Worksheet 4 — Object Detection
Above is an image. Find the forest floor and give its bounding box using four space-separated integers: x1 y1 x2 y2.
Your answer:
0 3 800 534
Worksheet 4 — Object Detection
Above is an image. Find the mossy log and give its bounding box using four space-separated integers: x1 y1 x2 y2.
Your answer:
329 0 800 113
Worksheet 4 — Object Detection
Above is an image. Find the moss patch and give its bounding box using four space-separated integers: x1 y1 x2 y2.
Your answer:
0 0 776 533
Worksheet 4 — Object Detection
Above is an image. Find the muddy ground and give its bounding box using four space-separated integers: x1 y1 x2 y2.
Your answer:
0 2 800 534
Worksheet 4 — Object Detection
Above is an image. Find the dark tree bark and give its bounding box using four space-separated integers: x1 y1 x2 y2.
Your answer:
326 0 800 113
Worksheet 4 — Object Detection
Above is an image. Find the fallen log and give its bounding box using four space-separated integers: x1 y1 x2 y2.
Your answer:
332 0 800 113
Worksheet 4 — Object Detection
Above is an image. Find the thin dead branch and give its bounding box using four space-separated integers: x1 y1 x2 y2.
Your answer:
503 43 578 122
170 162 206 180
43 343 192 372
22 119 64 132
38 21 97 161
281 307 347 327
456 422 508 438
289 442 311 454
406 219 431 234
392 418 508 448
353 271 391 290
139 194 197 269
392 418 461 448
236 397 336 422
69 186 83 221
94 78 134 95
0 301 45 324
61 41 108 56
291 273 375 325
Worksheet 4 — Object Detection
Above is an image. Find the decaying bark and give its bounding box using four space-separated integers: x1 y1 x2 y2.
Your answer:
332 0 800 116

...

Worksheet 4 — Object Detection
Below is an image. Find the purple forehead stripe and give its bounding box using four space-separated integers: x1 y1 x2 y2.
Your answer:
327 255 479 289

---

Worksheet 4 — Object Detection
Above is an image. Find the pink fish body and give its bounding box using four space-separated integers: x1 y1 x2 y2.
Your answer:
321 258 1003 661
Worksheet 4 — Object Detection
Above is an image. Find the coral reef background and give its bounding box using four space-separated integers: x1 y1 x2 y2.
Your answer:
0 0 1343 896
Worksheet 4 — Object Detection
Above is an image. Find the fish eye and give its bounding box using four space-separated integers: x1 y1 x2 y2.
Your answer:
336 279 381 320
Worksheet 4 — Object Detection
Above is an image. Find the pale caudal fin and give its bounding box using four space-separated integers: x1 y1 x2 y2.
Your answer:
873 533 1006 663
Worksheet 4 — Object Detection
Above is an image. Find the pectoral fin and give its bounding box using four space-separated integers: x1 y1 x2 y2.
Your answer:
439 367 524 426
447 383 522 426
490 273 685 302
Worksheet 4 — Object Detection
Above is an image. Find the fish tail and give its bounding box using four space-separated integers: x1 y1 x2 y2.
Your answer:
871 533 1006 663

## DIRECTIONS FOR THIS TASK
Please pick out every line in the material above that contains the word "bark" and copy each of those lines.

## CORRECT ANSWER
Above is an image. Find the dark tree bark and give its bounding box using four space-separated integers: x1 y1 x2 y2.
Above is an image. Find the decaying bark and give its bounding box using four space-separated integers: x1 y1 x2 y2.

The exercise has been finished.